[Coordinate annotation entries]
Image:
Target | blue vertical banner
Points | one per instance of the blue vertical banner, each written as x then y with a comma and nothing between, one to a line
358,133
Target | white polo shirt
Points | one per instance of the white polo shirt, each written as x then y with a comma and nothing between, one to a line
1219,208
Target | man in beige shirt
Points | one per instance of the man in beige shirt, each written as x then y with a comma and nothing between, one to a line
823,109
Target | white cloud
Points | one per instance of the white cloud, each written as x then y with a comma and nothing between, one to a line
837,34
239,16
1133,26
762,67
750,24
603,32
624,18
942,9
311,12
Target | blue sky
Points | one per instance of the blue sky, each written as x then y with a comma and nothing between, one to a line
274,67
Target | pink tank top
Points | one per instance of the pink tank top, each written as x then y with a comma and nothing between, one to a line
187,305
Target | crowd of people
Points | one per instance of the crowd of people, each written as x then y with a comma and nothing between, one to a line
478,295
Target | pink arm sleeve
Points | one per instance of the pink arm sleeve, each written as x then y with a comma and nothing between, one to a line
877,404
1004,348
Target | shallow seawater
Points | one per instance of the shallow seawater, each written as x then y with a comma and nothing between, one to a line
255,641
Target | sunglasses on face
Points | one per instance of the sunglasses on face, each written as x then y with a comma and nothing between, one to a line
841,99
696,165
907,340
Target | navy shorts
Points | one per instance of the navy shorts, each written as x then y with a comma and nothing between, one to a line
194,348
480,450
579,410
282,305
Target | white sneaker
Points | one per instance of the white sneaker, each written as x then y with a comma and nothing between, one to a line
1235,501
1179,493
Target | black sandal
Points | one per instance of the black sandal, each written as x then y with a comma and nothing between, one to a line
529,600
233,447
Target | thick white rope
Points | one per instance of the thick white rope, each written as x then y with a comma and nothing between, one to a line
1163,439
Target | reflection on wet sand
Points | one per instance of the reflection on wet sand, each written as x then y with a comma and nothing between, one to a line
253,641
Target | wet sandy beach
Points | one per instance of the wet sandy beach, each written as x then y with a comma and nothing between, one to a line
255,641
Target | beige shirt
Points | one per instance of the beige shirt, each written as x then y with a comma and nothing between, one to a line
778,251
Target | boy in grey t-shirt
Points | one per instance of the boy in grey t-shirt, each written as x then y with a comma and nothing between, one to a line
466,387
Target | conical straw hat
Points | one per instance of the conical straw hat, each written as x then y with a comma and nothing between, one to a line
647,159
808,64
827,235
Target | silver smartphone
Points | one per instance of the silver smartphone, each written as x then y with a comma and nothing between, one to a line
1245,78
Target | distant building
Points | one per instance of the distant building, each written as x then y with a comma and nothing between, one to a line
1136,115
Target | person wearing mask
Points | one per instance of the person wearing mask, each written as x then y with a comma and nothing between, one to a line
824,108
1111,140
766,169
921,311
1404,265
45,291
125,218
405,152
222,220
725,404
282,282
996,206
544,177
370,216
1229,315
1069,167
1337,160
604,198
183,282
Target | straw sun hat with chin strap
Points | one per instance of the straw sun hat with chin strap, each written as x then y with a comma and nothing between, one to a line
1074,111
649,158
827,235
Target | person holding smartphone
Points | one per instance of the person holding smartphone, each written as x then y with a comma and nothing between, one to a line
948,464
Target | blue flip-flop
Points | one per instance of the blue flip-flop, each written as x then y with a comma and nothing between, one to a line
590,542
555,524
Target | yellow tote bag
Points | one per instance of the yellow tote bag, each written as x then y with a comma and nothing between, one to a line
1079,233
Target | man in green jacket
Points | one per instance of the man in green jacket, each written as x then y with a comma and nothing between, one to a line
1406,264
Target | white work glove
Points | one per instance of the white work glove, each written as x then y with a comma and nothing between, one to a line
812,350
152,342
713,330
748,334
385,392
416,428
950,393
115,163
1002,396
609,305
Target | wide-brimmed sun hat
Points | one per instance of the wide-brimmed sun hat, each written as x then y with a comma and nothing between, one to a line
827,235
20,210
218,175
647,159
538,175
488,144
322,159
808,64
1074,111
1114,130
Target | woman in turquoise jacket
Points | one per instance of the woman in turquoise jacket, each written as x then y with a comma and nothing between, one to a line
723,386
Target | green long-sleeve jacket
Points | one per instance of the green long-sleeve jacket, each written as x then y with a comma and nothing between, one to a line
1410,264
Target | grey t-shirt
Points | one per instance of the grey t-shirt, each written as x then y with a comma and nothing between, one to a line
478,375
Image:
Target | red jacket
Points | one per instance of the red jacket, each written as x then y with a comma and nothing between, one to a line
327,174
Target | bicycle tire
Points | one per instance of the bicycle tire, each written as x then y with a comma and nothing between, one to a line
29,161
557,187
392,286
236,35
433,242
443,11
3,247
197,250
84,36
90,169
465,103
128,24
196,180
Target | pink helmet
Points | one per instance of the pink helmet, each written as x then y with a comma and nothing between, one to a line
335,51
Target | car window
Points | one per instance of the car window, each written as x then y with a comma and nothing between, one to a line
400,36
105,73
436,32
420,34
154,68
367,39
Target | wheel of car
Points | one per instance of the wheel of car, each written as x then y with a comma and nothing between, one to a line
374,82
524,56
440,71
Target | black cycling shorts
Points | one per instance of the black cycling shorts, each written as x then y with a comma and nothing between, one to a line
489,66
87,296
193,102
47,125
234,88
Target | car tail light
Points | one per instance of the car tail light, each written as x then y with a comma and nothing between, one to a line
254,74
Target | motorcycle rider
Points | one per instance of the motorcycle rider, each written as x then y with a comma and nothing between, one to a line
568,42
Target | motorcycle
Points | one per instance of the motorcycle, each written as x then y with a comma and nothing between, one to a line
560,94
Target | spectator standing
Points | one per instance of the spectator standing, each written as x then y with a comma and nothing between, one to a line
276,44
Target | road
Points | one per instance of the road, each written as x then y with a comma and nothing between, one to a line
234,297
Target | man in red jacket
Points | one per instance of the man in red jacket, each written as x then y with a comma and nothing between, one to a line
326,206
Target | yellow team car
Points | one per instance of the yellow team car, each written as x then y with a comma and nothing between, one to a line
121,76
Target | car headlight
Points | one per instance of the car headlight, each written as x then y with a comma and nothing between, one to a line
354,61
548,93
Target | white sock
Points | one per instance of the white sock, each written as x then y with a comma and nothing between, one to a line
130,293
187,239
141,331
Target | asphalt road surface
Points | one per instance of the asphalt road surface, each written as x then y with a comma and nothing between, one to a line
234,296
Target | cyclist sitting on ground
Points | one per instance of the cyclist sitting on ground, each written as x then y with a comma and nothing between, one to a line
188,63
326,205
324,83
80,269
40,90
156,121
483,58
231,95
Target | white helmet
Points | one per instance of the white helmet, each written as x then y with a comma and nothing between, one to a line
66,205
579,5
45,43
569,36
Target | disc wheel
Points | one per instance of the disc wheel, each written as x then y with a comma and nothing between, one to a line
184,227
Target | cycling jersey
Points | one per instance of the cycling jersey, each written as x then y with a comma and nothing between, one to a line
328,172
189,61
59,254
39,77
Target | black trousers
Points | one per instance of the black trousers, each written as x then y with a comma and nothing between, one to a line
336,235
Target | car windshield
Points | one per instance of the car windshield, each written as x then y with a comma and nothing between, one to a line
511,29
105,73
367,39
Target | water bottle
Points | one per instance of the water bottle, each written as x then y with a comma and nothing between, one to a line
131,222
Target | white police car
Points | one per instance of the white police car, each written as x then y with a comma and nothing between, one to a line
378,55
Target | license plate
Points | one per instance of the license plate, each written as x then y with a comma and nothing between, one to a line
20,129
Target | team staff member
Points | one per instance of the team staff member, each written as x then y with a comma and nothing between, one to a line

▶ Exercise instructions
Recast the lines of all the rows above as a numbered list, leaving out any blank lines.

▶ Reply
1. Image:
2. Target | blue vertical banner
3. Points | one per instance of the blue vertical banner, each written as x then y with a comma and nothing between, one to a line
4. 358,133
5. Target | white polo shirt
6. Points | one per instance of the white polo shirt, each written as x then y with a comma and nothing between, one to a line
7. 1219,208
8. Target | man in beige shirt
9. Points | one per instance of the man in beige shirt, each written as x then y with a comma and nothing between, one to a line
10. 823,109
11. Target | white cloud
12. Points | one per instance of the white cloud, each written as x then y with a comma and nothing between, one to a line
13. 837,34
14. 239,16
15. 1133,26
16. 762,67
17. 750,24
18. 603,32
19. 624,18
20. 942,9
21. 311,12
22. Target | blue sky
23. Points | one per instance of the blue sky, each written as x then y with a comma and nothing between, one to a line
24. 274,67
25. Target | pink tank top
26. Points | one per instance of the pink tank top, each written as x then y with a comma and nothing between, one to a line
27. 187,305
28. Target | crowd of people
29. Points | one per instance of the crowd of people, each written as x then y with a comma and nothing between, one to a line
30. 478,295
31. Target | pink arm sleeve
32. Points | one per instance of the pink arm sleeve, each written as x then y with a comma and nothing between, one to a line
33. 877,404
34. 1004,348
35. Target | shallow seawater
36. Points | one per instance of the shallow seawater, each written as x then y with a comma and nothing between, one to a line
37. 255,641
38. Target | sunglasses on face
39. Points | one per instance of the sunglasses on face, each written as x then y with a comma and nothing between, one to a line
40. 841,99
41. 696,165
42. 907,340
43. Target | navy shorts
44. Points | one per instance of the navy shorts, each written as x then y with a comma and nothing between, one to a line
45. 194,348
46. 480,450
47. 579,410
48. 282,305
49. Target | white sneaker
50. Points | one per instance of the white sneaker, each written as x then y with a comma and nothing between, one to a line
51. 1235,501
52. 1179,493
53. Target | black sandal
54. Points | one per instance of the black sandal, each written as x then y with a comma and nothing between, one to a line
55. 529,600
56. 233,447
57. Target | thick white rope
58. Points | one per instance of the thick white rope, each written as x then y with a comma and nothing between, one to a line
59. 1163,439
60. Target | reflection on wet sand
61. Points | one per instance of the reflection on wet sand, each written as x then y with a comma and nothing between, one to a line
62. 253,641
63. Target | wet sandy beach
64. Points | one per instance of the wet sandy beach, each written as x then y with a comma and nothing between, one to a line
65. 255,641
66. Target | beige shirt
67. Points | one per instance of the beige shirt, each written as x then y with a comma and nothing between, one to a line
68. 778,251
69. Target | boy in grey t-shirt
70. Points | one per instance of the boy in grey t-shirt, each written as x then y with a comma and nothing between, one to a line
71. 466,387
72. Target | conical straw hat
73. Points | one per instance of the conical straw hat, each written as x then y with a comma and nothing between, one to a line
74. 647,159
75. 808,64
76. 827,235
77. Target | silver smartphone
78. Points | one per instance of the silver smartphone, each written as x then y with a comma and nothing between, one to a line
79. 1245,78
80. Target | distant building
81. Points | one per instance of the distant building, each written as x then y with a comma and nothing between, one to a line
82. 1136,115
83. Target | person wearing mask
84. Points | one per instance of the person wearing mask, each written as x then y with a comma and nothing between, one to a line
85. 824,108
86. 1111,140
87. 766,169
88. 921,311
89. 1404,265
90. 45,291
91. 125,218
92. 405,152
93. 222,220
94. 725,404
95. 282,282
96. 996,206
97. 544,177
98. 370,216
99. 1229,315
100. 1069,167
101. 1337,160
102. 604,198
103. 183,282
104. Target | straw sun hat with chin strap
105. Points | one per instance of the straw sun hat with chin strap, each written as x then y with a comma and nothing between, one to a line
106. 1074,111
107. 649,158
108. 827,235
109. Target | person holding smartphone
110. Points | one per instance of the person holding smartphone, each written as x then y with a comma and nothing between, one to a line
111. 948,464
112. Target | blue flip-flop
113. Points | one per instance of the blue flip-flop, each written as x then y with a comma and nothing between, one to a line
114. 590,542
115. 555,524
116. Target | yellow tote bag
117. Points | one per instance of the yellow tote bag, each written as x then y with a comma and nothing between, one to a line
118. 1079,233
119. Target | man in green jacket
120. Points | one per instance of the man in green jacket, each written as x then y with a comma and nothing between, one to a line
121. 1406,264
122. Target | white work glove
123. Points | one per instance of the white work glove, each written as x then y with a comma and nothing between, one to a line
124. 812,350
125. 152,342
126. 713,330
127. 748,334
128. 385,392
129. 416,428
130. 950,393
131. 115,163
132. 1002,396
133. 609,305
134. Target | wide-brimmed sun hat
135. Points | one per instance of the wide-brimmed sun hat, each written as x then y with a comma and nothing between, one to a line
136. 827,235
137. 20,210
138. 218,175
139. 647,159
140. 538,175
141. 488,144
142. 322,159
143. 808,64
144. 1074,111
145. 1114,130
146. Target | woman in turquoise jacket
147. Points | one per instance of the woman in turquoise jacket, each written as x then y with a comma and nothing between, one to a line
148. 723,386
149. Target | green long-sleeve jacket
150. Points | one per instance of the green long-sleeve jacket, each written as x then y with a comma and nothing between, one to a line
151. 1410,264
152. Target | grey t-shirt
153. Points | one per instance of the grey t-shirt, each written as x then y with a comma and nothing between, one to a line
154. 478,375
155. Image:
156. Target | red jacket
157. Points | one per instance of the red jacket, each written as x then y with a comma and nothing between, one to a line
158. 327,174
159. Target | bicycle tire
160. Points | one per instance of the bicycle tire, each written as x then y with a comma and nothing between, one to a line
161. 29,161
162. 557,187
163. 392,286
164. 236,35
165. 433,242
166. 443,11
167. 3,247
168. 197,250
169. 84,36
170. 90,169
171. 465,103
172. 128,24
173. 196,180
174. Target | pink helmet
175. Points | one per instance of the pink helmet, each written as x then y with a comma and nothing between, one to a line
176. 335,51
177. Target | car window
178. Points | one per instance of the car window, each written as x then y with a comma and nothing between, one to a line
179. 400,36
180. 105,73
181. 436,32
182. 420,34
183. 154,68
184. 367,39
185. Target | wheel of car
186. Points | one per instance of the wheel of car, each written as x then y with a comma and nothing between, one to a line
187. 374,82
188. 524,56
189. 440,71
190. Target | black cycling shorts
191. Points | one per instance of the black cycling shorts, each written as x then y with a comma and nothing between, one to a line
192. 489,66
193. 87,296
194. 193,102
195. 47,125
196. 234,88
197. Target | car tail light
198. Points | one per instance of the car tail light, each written as x then y with a comma and nothing between, one to a line
199. 254,74
200. Target | motorcycle rider
201. Points | one per instance of the motorcycle rider, each written as x then y with a comma and nothing between, one to a line
202. 568,42
203. Target | motorcycle
204. Points | one per instance of the motorcycle, each written as x then y with a comma and nothing between, one to a line
205. 560,94
206. Target | spectator standing
207. Points | one per instance of the spectator standing, each written as x then y with a comma and nothing between, one to a line
208. 276,44
209. Target | road
210. Points | one per instance of the road, each written as x then y with a comma and nothing between, one to a line
211. 234,297
212. Target | man in red jacket
213. Points | one per instance of the man in red jacket, each written as x then y with a comma and nothing between, one to a line
214. 326,206
215. Target | yellow team car
216. Points | one per instance of the yellow team car, each written as x then y with a comma and nothing between, one to a line
217. 121,76
218. Target | car headlight
219. Points | one per instance of the car headlight, each written as x then y with a comma and nothing between, one to a line
220. 354,61
221. 548,93
222. Target | white sock
223. Points | one per instance of the white sock, each written as x then y with a comma and nothing between, one to a line
224. 130,293
225. 187,239
226. 141,331
227. Target | asphalt road surface
228. Points | one per instance of the asphalt road surface, each written as x then y with a comma and nothing between, one to a line
229. 234,296
230. Target | cyclist sitting on ground
231. Points | one per instance of the cyclist sitting on ground, each written as x then y with a comma and nothing between, one to a line
232. 188,63
233. 326,205
234. 324,83
235. 80,269
236. 40,90
237. 156,121
238. 483,58
239. 231,95
240. Target | white helmet
241. Points | one per instance of the white helmet, each written as x then y with a comma and nothing between, one to a line
242. 66,205
243. 579,5
244. 45,43
245. 569,36
246. Target | disc wheel
247. Points | one per instance of the disc wheel, each written as x then y with a comma and nothing between, one to a line
248. 184,227
249. Target | cycling jersey
250. Points | one per instance of the cycling jersey, each written as x then y with a comma and nothing between, one to a line
251. 328,172
252. 189,61
253. 59,254
254. 39,77
255. Target | black trousers
256. Points | one per instance of the black trousers, each written as x then y with a comma and nothing between, one to a line
257. 336,235
258. Target | car windshield
259. Points | one per instance of the car windshield, each written as x then y with a comma and nothing between, one to a line
260. 511,29
261. 105,73
262. 367,39
263. Target | water bottle
264. Points | one per instance of the water bottle, each written as x then y with a comma and nothing between, one to a line
265. 131,222
266. Target | white police car
267. Points | one per instance of the white police car, each written as x then y with a comma and nothing between, one to a line
268. 378,55
269. Target | license plate
270. Points | one per instance of the license plate, each written as x then y with a comma and nothing between, one to a line
271. 20,129
272. Target | team staff member
273. Points | one per instance of the team staff member, each written as x then y with a comma and nothing between, one to a line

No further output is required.